**PROBLEM DETAILS:** Take the material below and restate it word for word, stopping after the line in which "Target: green sepal" occurs.

*** Opening of RECORDS PROVIDED ***

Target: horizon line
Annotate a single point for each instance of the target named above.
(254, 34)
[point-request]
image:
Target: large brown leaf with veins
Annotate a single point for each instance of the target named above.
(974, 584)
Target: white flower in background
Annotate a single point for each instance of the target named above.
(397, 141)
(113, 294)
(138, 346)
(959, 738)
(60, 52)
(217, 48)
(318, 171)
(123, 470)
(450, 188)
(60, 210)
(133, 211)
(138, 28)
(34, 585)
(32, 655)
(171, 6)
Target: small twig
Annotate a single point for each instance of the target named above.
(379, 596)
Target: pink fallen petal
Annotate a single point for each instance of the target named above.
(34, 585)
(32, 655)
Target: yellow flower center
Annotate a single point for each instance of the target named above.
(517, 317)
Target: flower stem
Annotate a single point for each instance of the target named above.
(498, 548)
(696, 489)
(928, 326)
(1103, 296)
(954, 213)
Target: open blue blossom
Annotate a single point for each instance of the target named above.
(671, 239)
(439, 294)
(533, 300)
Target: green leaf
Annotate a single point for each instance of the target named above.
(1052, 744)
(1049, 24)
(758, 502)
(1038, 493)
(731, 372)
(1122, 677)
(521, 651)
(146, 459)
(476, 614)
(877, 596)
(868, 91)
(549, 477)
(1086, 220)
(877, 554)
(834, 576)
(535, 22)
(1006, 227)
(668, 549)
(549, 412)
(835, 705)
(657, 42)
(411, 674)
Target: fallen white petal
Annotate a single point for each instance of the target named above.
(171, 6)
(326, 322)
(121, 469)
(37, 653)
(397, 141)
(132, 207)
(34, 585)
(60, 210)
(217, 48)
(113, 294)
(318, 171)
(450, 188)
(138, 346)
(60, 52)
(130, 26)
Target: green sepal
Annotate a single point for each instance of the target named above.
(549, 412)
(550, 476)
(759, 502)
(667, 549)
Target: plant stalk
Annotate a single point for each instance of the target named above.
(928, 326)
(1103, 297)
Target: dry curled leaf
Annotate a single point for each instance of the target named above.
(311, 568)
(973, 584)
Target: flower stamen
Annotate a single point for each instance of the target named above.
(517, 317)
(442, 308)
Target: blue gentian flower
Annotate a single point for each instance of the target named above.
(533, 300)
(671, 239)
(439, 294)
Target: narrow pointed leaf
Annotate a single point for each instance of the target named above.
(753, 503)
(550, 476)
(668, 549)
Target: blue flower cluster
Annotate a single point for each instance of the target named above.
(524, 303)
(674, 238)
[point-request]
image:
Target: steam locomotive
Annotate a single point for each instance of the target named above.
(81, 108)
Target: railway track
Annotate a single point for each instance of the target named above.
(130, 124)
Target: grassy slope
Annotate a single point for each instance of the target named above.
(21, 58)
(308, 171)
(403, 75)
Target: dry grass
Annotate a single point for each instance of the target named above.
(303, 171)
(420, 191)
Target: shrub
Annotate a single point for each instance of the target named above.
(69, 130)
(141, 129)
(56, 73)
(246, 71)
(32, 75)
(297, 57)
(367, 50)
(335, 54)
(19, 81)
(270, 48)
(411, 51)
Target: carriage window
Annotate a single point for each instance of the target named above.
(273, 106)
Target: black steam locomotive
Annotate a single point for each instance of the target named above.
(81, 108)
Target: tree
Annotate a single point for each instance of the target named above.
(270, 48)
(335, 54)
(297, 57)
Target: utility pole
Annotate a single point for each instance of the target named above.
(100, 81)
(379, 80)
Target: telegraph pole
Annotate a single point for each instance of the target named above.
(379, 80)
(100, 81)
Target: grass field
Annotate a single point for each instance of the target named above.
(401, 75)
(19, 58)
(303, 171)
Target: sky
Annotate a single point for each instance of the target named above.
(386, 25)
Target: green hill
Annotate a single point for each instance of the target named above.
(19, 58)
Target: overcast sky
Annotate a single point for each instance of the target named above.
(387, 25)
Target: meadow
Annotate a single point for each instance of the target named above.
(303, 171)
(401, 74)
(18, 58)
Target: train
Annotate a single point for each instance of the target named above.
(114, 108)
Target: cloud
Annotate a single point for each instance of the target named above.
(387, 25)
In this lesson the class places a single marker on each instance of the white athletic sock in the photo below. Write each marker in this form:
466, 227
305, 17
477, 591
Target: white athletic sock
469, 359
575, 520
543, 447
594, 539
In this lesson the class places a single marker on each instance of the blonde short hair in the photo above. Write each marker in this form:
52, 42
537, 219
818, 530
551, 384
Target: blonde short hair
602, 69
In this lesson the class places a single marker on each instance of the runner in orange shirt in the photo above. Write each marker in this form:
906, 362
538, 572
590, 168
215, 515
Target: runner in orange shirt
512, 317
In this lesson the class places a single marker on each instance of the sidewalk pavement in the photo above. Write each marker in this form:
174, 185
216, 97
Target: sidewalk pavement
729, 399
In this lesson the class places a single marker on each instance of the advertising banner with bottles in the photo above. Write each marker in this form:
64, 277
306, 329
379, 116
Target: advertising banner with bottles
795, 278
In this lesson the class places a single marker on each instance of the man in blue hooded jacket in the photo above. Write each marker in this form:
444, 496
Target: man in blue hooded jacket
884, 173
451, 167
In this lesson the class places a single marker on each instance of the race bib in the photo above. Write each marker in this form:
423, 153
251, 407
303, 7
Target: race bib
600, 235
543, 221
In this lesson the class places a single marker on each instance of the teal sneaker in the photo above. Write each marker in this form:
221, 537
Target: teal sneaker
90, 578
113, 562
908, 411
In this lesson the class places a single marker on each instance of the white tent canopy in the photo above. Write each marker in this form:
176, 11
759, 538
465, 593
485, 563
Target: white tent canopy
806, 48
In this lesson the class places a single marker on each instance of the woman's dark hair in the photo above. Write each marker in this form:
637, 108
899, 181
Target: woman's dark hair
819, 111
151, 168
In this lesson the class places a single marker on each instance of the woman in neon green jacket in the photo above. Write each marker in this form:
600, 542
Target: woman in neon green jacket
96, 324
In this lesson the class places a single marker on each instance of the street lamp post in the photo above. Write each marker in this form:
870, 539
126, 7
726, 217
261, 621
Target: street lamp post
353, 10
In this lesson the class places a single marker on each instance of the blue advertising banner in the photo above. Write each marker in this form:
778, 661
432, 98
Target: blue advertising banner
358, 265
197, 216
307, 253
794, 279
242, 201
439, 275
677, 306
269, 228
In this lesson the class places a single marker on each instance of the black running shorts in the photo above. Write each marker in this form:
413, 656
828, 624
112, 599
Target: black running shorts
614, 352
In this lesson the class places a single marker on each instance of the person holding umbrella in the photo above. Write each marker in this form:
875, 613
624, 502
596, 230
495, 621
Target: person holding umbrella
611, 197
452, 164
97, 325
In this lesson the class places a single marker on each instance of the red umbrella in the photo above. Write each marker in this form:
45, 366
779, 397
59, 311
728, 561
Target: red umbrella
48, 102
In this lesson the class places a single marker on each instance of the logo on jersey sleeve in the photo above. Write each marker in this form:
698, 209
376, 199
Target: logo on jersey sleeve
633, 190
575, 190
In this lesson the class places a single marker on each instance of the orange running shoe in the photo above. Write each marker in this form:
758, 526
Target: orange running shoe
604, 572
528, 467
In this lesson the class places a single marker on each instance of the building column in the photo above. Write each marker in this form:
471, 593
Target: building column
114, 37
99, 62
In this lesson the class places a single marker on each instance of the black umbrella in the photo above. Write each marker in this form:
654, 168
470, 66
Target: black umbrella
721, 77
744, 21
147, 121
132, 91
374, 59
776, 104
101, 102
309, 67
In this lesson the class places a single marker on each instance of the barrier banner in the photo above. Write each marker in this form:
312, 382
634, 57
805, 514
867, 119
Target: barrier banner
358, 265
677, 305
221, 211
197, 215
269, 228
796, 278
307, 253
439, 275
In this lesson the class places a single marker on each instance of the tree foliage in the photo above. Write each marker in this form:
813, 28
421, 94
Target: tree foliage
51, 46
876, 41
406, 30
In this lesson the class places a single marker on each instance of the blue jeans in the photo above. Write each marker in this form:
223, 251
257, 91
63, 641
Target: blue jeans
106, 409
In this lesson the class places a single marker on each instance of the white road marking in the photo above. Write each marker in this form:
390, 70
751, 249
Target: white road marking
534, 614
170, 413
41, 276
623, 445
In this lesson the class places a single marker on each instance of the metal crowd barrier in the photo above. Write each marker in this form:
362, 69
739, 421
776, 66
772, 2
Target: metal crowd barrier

*** Close of RECORDS PROVIDED ***

**ANSWER TO THE EXERCISE:**
Target: horizon line
Annotate a single point for each instance of the target named above.
(254, 34)
[point-request]
image:
Target: large brown leaf with veins
Annotate a single point for each instance of the target named above.
(974, 584)
Target: white flower in background
Annotate a single point for each instance of the target named above.
(397, 141)
(113, 294)
(138, 346)
(959, 738)
(60, 52)
(217, 48)
(318, 171)
(123, 470)
(450, 188)
(60, 210)
(133, 211)
(138, 28)
(34, 585)
(32, 655)
(171, 6)
Target: small twig
Annotate a single point for each instance of the target named above.
(379, 596)
Target: pink fallen petal
Annotate a single point for each instance of the target named above.
(34, 585)
(32, 655)
Target: yellow flower center
Annotate a single point for each instance of the target named above.
(517, 317)
Target: flower stem
Annotate a single point for each instance of the target named above.
(498, 548)
(696, 489)
(928, 326)
(1103, 296)
(954, 213)
Target: open blue blossom
Annotate a single point for each instance of the target named above.
(671, 239)
(439, 294)
(533, 300)
Target: green leaf
Annotate a single point for each instance of the target named above.
(1052, 744)
(1049, 24)
(758, 502)
(1038, 493)
(731, 372)
(1122, 677)
(521, 651)
(146, 459)
(476, 614)
(877, 596)
(868, 91)
(549, 477)
(1086, 220)
(877, 554)
(834, 576)
(535, 22)
(1006, 227)
(668, 549)
(549, 412)
(835, 705)
(657, 42)
(411, 674)
Target: fallen white petal
Annotate a single point for each instance of the target named above.
(171, 6)
(326, 322)
(121, 469)
(37, 653)
(397, 141)
(132, 207)
(34, 585)
(60, 210)
(217, 48)
(113, 294)
(318, 171)
(450, 188)
(138, 346)
(60, 52)
(130, 26)
Target: green sepal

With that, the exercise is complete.